Tareas por realizar.
1) En el relato sobre la enfermedad de la madre, ¿por qué los buenos amigos médicos salen a recibir a quien narra cuando llega al Hospital Curie?
2) Prolonga el relato sobre la enfermedad de la madre a partir del punto en que se detiene.

Texto propuesto.
╭──
11 AÑOS SIN AMENAZAS
Durante once años mamá fue una mujer saludable. Durante once años vivió sin contrariedades, sin la amenaza de la más leve enfermedad. Todo se presentó de pronto. Comenzó a tener pérdidas de sangre y le fue hecho un Smear o papanicolau que determinó ser positivo de malignidad.
El cáncer se había reproducido. Durante siete meses los médicos lucharon denodadamente. Se le instituyó un tratamiento de radioterapia, pero a pesar de las cuarenta y ocho sesiones, el Smear seguía siendo positivo y el exámen clínico revelaba la presencia de una úlcera sin cicatrizar. Esto, claro, significaba el padecimiento continuo del dolor. Y la muerte.
desahuciada
El 12 de noviembre de 1953, fue desahuciada por varios médicos. Uno de ellos se acercó a mi lado para decirme: «No se puede hacer nada. Amador. No la operes ni la hagas sufrir más… Mi madre murió de cáncer y yo la vi morir . No pude hacer nada…»
Aquellas palabras pronunciadas con visible emoción, provocaron en m un impacto terrible. Salí a la calle bajo el peso de la realidad más áspera y fuerte de mi vida. Mamá iba a morir.
En estos trece años mi vida había cambiado. Por eso cuando llegué al Hospital Curie, por indicación del doctor Armando Núñez Núñez, mis buenos amigos médicos salieron a recibirme. «¿Qué, Amador? Algún caso de tu provincia?» Les respondía que se trataba de mi madre y noté en todos los rostros la misma compenetración.
Allí empezamos a luchar nuevamente, empeñados en una batalla en la que saldríamos victoriosos, nosotros o la muerte. Era el plazo inaplazable, definitivo.
Muchos días y muchas noches estuve en el Hospital Curie, entre los cientos de enfermos minados de un mal que nunca había comprendido como ahora. Miraba las caras de todos aquellos hombres, niños y mujeres. ¿Se salvarían? ¿Morirían? Sólo en esos momentos era capaz de comprender toda la magnitud de la desgracia.
UNA LLAMADA
Una mañana lluviosa el doctor Antonio Medina, del Curie, me llamó a su despacho. Nos sentamos y leyó el informe médico de la enfermedad de mi madre. Su voz era firme y pausada. Yo no me atrevía a interrumpirle para que me aclarara ciertos términos que me resultaban confusos.
╰──
Datos para señalar mediante expresiones referenciales.
╭──
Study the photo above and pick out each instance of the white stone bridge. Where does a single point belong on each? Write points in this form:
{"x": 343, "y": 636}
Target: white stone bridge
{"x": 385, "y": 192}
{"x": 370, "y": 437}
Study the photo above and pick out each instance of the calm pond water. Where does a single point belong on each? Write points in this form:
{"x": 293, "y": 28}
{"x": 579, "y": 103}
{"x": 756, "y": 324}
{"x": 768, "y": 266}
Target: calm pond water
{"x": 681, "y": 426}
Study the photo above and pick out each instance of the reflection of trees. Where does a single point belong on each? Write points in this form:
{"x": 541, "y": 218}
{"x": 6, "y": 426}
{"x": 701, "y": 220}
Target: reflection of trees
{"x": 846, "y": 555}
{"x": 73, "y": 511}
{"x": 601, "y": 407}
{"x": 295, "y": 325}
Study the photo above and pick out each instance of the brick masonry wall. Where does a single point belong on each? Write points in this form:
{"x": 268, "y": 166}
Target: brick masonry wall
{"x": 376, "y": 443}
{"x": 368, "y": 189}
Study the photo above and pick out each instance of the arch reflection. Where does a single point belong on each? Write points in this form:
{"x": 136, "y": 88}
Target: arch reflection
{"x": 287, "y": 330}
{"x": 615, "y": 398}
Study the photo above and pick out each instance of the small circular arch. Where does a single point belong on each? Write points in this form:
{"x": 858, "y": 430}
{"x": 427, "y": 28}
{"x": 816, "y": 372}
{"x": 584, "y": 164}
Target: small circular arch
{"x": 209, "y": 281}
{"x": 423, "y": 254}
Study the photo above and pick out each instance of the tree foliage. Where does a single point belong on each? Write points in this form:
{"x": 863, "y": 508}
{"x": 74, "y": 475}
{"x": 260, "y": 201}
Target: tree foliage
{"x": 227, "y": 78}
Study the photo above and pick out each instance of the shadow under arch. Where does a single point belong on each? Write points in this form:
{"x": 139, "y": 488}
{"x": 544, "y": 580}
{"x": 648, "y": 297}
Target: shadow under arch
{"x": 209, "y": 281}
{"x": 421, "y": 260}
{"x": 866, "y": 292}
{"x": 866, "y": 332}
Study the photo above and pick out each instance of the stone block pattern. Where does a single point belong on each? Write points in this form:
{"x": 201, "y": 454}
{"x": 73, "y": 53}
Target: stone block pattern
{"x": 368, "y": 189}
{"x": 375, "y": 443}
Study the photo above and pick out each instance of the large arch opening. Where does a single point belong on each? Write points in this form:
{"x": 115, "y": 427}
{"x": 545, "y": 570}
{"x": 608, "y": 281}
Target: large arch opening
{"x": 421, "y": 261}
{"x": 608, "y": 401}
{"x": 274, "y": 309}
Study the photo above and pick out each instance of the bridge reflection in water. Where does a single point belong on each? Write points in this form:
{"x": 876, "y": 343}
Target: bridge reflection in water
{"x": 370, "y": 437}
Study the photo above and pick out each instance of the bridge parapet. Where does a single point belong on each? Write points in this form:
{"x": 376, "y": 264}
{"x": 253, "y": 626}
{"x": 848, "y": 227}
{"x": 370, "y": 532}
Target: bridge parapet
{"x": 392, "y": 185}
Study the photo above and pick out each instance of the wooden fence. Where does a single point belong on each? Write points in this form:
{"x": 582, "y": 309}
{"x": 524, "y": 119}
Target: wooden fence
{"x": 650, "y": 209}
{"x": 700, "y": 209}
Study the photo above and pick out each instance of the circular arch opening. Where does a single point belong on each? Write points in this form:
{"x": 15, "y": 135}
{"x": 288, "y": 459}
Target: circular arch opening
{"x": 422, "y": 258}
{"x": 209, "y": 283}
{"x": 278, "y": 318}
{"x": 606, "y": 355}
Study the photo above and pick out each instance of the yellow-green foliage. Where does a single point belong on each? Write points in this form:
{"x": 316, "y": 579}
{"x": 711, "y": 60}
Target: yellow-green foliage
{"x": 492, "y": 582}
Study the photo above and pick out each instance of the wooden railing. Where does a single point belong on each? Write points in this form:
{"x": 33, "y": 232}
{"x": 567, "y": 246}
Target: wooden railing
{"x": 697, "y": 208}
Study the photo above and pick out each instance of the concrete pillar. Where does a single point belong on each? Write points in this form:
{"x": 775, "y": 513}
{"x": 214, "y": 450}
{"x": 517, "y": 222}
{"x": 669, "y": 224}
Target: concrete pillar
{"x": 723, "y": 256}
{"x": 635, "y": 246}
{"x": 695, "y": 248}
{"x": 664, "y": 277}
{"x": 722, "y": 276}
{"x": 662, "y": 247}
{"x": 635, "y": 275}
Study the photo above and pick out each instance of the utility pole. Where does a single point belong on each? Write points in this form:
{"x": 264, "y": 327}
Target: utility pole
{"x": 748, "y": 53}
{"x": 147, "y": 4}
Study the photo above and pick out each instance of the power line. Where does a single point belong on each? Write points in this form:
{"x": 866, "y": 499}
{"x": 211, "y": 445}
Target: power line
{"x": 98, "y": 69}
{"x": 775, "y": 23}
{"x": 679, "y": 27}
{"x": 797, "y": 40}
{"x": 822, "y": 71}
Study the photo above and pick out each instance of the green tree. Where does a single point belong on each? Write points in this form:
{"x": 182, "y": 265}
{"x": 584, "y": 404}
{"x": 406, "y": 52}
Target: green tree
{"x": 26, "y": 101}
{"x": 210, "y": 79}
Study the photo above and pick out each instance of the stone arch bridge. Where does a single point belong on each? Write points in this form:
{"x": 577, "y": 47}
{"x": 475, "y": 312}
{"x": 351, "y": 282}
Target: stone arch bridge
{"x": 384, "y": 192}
╰──
Lista de respuestas.
1) Porque, según el relato, en esos trece años la vida de quien narra había cambiado. Por eso, cuando llegó al Hospital Curie por indicación del doctor Armando Núñez Núñez, sus buenos amigos médicos salieron a recibirle.

2)
«Un estudio —por parte del doctor Portilla-más detallado desde el punto vista radiológico y urológico, dado como datos positivos, una obstrucción del uréter izquierdo, y al examen citoscópico, invasión de la vejiga y del meato ureteral izquierdo por un proceso infiltrativo neoplásico…, considerándose el caso inoperable e indicándosele un tratamiento especial de esponja de rádium, durante un mes, aproximadamente, al cabo del cual ha sido examinada otra vez, habiendo desaparecido la úlcera vaginal haciéndose el Smear vaginal negativo de malignidad, así como el exámen citoscópico revela una cicatriz en el sitio anteriormente señalado, donde existía un proceso inflitrativo neoplásico ..»
SIN PALABRAS
Me había quedado sin palabras delante de aquel hombre… Él me miraba de la forma más bondadosa, comprendiendo lo que dentro de mí estaba pasando. Todo está conjurado -agregó—.
Vaya a verla-. No recuerdo haberle dado las gracias siquiera. Creo que salí corriendo y tropezando hasta que llegué a la habitación de mi madre. Era un día lluvioso y gris afuera; pero en el interior del cuarto número cuatro, había comenzado el día más bello y feliz de nuestra vida.
Habíamos ganado la batalla: yo — tenía a mi madre nuevamente, y la ciencia otra victoria callada y secreta. El cáncer perdía una nueva víctima.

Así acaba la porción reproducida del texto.